CHALLENGE -
Write out the data below exactly as given, without any of its pictures.

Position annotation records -
[start]

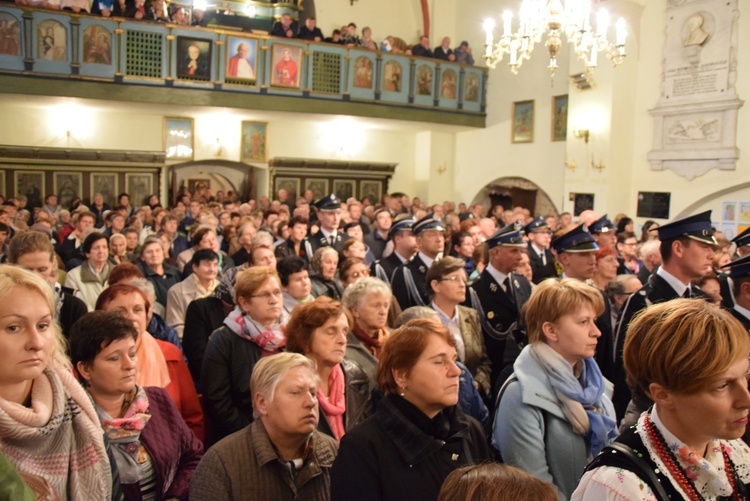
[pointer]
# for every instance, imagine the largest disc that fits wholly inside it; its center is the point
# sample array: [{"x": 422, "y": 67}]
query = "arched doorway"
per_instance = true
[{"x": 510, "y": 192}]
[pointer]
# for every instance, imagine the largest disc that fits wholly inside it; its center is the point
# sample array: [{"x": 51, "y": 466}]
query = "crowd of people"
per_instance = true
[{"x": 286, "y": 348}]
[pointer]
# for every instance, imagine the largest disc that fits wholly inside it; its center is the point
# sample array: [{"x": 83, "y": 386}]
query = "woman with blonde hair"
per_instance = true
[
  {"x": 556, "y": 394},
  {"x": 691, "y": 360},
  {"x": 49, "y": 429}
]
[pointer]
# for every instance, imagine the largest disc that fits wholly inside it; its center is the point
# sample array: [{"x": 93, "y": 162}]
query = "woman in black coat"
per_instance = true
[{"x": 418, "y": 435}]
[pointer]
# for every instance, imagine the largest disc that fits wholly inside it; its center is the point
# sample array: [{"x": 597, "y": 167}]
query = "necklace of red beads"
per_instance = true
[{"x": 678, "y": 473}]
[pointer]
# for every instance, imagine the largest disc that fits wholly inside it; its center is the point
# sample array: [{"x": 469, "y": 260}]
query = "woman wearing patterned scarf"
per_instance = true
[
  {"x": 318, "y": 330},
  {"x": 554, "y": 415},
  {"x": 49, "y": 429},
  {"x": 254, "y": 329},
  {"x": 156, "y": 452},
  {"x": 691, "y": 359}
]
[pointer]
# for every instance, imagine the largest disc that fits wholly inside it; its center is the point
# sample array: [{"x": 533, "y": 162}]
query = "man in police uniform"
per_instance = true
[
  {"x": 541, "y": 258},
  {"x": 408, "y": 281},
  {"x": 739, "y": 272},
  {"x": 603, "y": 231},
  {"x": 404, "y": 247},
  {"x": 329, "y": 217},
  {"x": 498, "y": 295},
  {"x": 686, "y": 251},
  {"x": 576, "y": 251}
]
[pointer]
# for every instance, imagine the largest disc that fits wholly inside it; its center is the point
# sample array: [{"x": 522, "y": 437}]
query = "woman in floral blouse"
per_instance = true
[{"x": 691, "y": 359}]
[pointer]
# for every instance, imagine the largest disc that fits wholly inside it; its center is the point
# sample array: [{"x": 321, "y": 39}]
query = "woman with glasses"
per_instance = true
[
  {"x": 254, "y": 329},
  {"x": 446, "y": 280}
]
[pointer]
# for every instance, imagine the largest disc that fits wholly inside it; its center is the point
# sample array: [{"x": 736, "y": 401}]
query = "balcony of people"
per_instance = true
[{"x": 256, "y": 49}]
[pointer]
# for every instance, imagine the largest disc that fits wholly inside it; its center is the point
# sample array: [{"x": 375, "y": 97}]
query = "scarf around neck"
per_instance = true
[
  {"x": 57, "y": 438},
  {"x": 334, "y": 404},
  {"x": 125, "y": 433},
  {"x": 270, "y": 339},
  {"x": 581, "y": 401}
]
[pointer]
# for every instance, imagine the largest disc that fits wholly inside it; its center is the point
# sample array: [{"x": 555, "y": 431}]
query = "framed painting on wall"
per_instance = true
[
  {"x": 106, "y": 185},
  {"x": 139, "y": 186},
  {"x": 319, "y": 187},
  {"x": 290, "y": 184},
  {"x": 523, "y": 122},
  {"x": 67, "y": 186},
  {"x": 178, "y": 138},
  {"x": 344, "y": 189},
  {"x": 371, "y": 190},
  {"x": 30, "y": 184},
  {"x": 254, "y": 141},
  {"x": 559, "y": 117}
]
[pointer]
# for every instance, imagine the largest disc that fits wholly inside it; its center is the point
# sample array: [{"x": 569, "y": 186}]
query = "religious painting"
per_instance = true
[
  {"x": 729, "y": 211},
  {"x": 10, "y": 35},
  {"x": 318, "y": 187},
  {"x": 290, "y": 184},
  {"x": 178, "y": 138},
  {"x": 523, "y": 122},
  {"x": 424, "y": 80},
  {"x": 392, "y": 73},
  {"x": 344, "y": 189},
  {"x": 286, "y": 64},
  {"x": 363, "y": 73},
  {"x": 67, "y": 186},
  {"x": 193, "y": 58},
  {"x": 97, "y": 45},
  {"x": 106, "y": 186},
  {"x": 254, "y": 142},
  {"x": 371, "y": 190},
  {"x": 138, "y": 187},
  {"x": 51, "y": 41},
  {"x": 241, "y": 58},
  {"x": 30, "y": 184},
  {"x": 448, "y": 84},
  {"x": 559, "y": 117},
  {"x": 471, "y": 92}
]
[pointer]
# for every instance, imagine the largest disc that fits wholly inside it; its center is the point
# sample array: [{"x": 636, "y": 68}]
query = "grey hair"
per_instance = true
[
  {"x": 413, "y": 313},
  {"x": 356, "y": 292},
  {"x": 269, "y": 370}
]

[end]

THE REPLY -
[pointer]
# for every instance, imagine the largest disc that fits wholly inside it; its center is the point
# sample array: [{"x": 422, "y": 67}]
query = "arched doorway"
per_instance = true
[{"x": 510, "y": 192}]
[pointer]
# for every instance, imagine the largest disc that fits wholly inside it; its center is the point
# sample array: [{"x": 51, "y": 466}]
query = "crowd of people"
per_instance = true
[{"x": 286, "y": 348}]
[pointer]
# for every instance, imagine the largest disc that fits wholly inside it; its center is the point
# sample array: [{"x": 83, "y": 386}]
query = "woman with blonde hair"
per_instance = true
[
  {"x": 556, "y": 394},
  {"x": 691, "y": 360},
  {"x": 49, "y": 429}
]
[pointer]
# for every instance, imagine the largest disc that fits wholly inside it; its center is the point
# sample array: [{"x": 93, "y": 162}]
query = "woman in black coat"
per_instance = true
[{"x": 418, "y": 435}]
[pointer]
# for every instance, imagine the largest disc that fits wholly inside it; its center is the point
# sample array: [{"x": 597, "y": 167}]
query = "necklace of red beads"
per_instance = true
[{"x": 678, "y": 473}]
[pointer]
# for every instance, imagine the largest disc that fits wholly inside it; its center is the point
# sample array: [{"x": 469, "y": 260}]
query = "woman wearing patterned scarf"
per_instance = true
[
  {"x": 318, "y": 330},
  {"x": 554, "y": 415},
  {"x": 49, "y": 429},
  {"x": 254, "y": 329},
  {"x": 156, "y": 452},
  {"x": 691, "y": 359}
]
[pointer]
# for every instance, imagine the largest disc that fits wholly inside it; its center is the point
# sample array: [{"x": 533, "y": 162}]
query = "man in police uniform"
per_instance = true
[
  {"x": 541, "y": 258},
  {"x": 408, "y": 281},
  {"x": 739, "y": 272},
  {"x": 603, "y": 231},
  {"x": 404, "y": 247},
  {"x": 329, "y": 217},
  {"x": 498, "y": 295},
  {"x": 686, "y": 251},
  {"x": 576, "y": 251}
]
[pointer]
# for every instance, imagine the largest disc that fits wholly inside it; its center is the point
# sample array: [{"x": 522, "y": 437}]
query = "woman in floral blouse"
per_instance = true
[{"x": 691, "y": 359}]
[pointer]
# for every instance, imagine the largest disc that fits wholly inside it; its center is the point
# sample array: [{"x": 321, "y": 39}]
query = "woman with glasses"
per_instance = true
[
  {"x": 254, "y": 329},
  {"x": 446, "y": 280}
]
[pointer]
# for every instance, imagine the largest disc that fits wholly inside it; its center is the point
# sample array: [{"x": 736, "y": 401}]
query = "balcony of people"
per_instance = true
[{"x": 256, "y": 49}]
[pointer]
# for every instance, imagine the largest disc that fits wholly inside it; its center is the point
# sample array: [{"x": 375, "y": 97}]
query = "scarf around neck"
per_instance = true
[
  {"x": 57, "y": 438},
  {"x": 334, "y": 404},
  {"x": 125, "y": 433},
  {"x": 270, "y": 339},
  {"x": 581, "y": 401}
]
[pointer]
# for every instance, imagine the largest disc that fits wholly inside it; its center is the point
# sample array: [{"x": 555, "y": 431}]
query = "framed painting on wall"
per_instance = true
[
  {"x": 106, "y": 185},
  {"x": 139, "y": 186},
  {"x": 319, "y": 187},
  {"x": 290, "y": 184},
  {"x": 523, "y": 122},
  {"x": 67, "y": 186},
  {"x": 178, "y": 138},
  {"x": 344, "y": 189},
  {"x": 371, "y": 190},
  {"x": 30, "y": 184},
  {"x": 254, "y": 141},
  {"x": 559, "y": 117}
]
[pointer]
# for every instance, imagine the largest disc that fits wholly inside it; its center is the point
# sample array: [{"x": 569, "y": 186}]
query = "religious painting"
per_instance = true
[
  {"x": 729, "y": 211},
  {"x": 10, "y": 35},
  {"x": 318, "y": 187},
  {"x": 290, "y": 184},
  {"x": 178, "y": 138},
  {"x": 523, "y": 122},
  {"x": 424, "y": 80},
  {"x": 392, "y": 73},
  {"x": 344, "y": 189},
  {"x": 286, "y": 64},
  {"x": 363, "y": 73},
  {"x": 67, "y": 186},
  {"x": 193, "y": 58},
  {"x": 97, "y": 45},
  {"x": 106, "y": 186},
  {"x": 254, "y": 142},
  {"x": 371, "y": 190},
  {"x": 138, "y": 187},
  {"x": 51, "y": 41},
  {"x": 241, "y": 58},
  {"x": 30, "y": 184},
  {"x": 448, "y": 84},
  {"x": 559, "y": 117},
  {"x": 471, "y": 92}
]
[pointer]
# for every instance, imagine the largest disc that fits wholly inside it; its center is the point
# sample array: [{"x": 636, "y": 68}]
query = "grey hair"
per_instance = true
[
  {"x": 413, "y": 313},
  {"x": 356, "y": 292},
  {"x": 269, "y": 370}
]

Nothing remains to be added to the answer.